Lovelock, now in his vigorous mid-80s, has just published a book in Britain titled "The Revenge of Gaia," in which he explains his belief that global warming has passed the "point of no return."
Lovelock believes that the United States, China, India and Europe will not cut greenhouse gas emissions sharply within the next 10 years -- which a number of climate scientists say they must if we are to prevent enormous disruption and suffering.
So, Lovelock argues, the only responsible action for governments to take now is to make plans to keep civilization going as long as possible, looking prudently forward to the time -- he suspects it's within this century -- when drought and famine have unsettled many governments, when international trade is greatly reduced and (one of his more disturbing images) those hearty humans who have managed to survive are among the few "breeding pairs" left at the polar regions, the only places he believes might still be tolerable for human beings.
What are professional journalists to do with assessments and images like that?
The instinct of a few has been to scoff and call them alarmist.
Yet the growing number of serious journalists looking into the scientific consensus on the dangers of global warming do not scoff. Too many scientists from many front-rank institutions in many countries have confirmed the reality of a man-caused global warming now presenting clear and present dangers.
For 40 years now, the world's climate scientists have been locked in urgent debate about this matter. At first, few wanted to countenance the possibility of this warming coming on so fast as to cause imminent disruption in the 21st century.
That has changed.
Last year the chairman of the International Panel on Climate Change said that man's carbon emissions were reaching such concentration that "immediate and very deep cuts in the pollution are needed if humanity is to survive."
If humanity is to survive?
Serious scientists do not much enjoy agreeing with each other. They make their names by making discoveries to which other scientists react -- at first -- with a startled "No way!" followed by a period of initial disbelief and retesting of the new hypothesis, which they try to disprove but keep failing to and then eventually accept as the most powerful and accurate tool of prediction yet available.
That is what has happened over 40 years with the declarations that planet-changing global warming from man-made greenhouse gas emissions is upon us.
In 1988, preeminent American climate scientist James Hansen of NASA told Congress that man-made global warming was real and, he said, "changing the climate now."
No way, said many. But that has changed.
Hansen spends most of his time crunching numbers in computer climate models whose complexity would intimidate any journalist suffering from an irrational science phobia -- as opposed to the proper and skeptical journalistic respect journalists often show politicians and business leaders.
Journalists not afraid to let scientists explain themselves in the testing grounds of common sense language have heard Hansen speculate lately -- just speculate -- on the probabilities that Earth's warming may have reached or be perilously close to some sort of tipping point beyond which the warming is a runaway process.

ENTRIES PROVIDED:
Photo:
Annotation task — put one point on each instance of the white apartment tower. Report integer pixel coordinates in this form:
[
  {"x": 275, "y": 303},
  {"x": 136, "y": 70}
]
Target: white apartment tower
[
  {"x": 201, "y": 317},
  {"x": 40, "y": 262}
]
==
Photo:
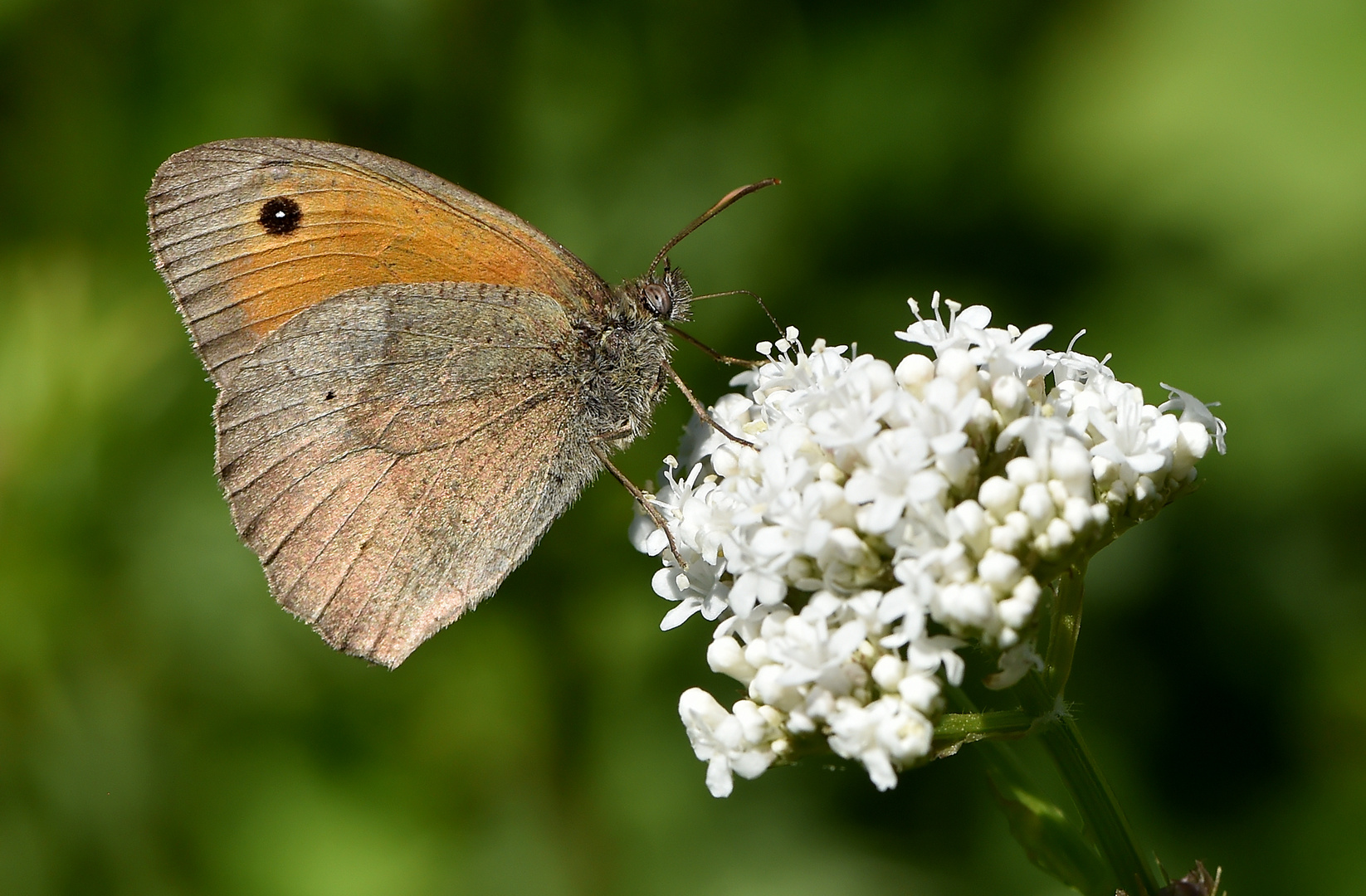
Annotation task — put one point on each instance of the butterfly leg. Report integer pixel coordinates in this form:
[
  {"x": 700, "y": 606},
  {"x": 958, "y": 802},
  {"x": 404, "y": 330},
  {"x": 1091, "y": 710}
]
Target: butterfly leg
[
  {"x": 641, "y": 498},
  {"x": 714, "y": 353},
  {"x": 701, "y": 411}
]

WHAT NEEDS TO BE DONE: Continue the piece on global warming and how journalists cover it, starting right after its last sentence.

THE RESULT:
For the record, in his latest publications Hansen calculates that we have 10 years in which to drastically cut greenhouse gas emissions if we are to avoid major upheaval that could well occur within the lifetimes of today's kids.
Hansen says that lately he is beginning to feel that a rise of any more than 1 degree Celsius (roughly 2 degrees Fahrenheit) in the average global temperature will mean we're on "a different planet."
That's why it's unsettling to read today that Britain's chief scientist, David King, has just told the BBC that he now calculates that the world is likely to suffer a rise of more than not 1 but 3 degrees Celsius.
He apparently bases this estimate on the belief, like Lovelock's, that no international action on greenhouse gas emission cuts will happen anywhere near soon enough.
As we've noted before on ABCNEWS.com, the word "alarmist" is defined in the dictionary as "alarming others needlessly."
Regarding the few remaining voices in the United States press corps calling the claims of so many preeminent scientists alarmist, I continue, from time to time, to check out the facts and logic behind these journalists' claims and arguments, and, I am sorry to report, continue to find them without substance or even, in many cases, any clear logic.
Global warming is not a politics story (though greatly politicized); it is an event, and as such needs not so much a political sort of "balance" as a rigorous perspective -- as did, for example, the sudden explosion of Mount St. Helens in 1980 or the tsunami in Indonesia, except that global warming is far bigger and more complex than these events.
I could wish there were some other authorities we could listen to about this, other than the thousands of credible scientists in the United States and around the world who, after decades of skeptical examination and debate, now bring us alarming news.
But everything I'm finding so far suggests that would be only wishful thinking.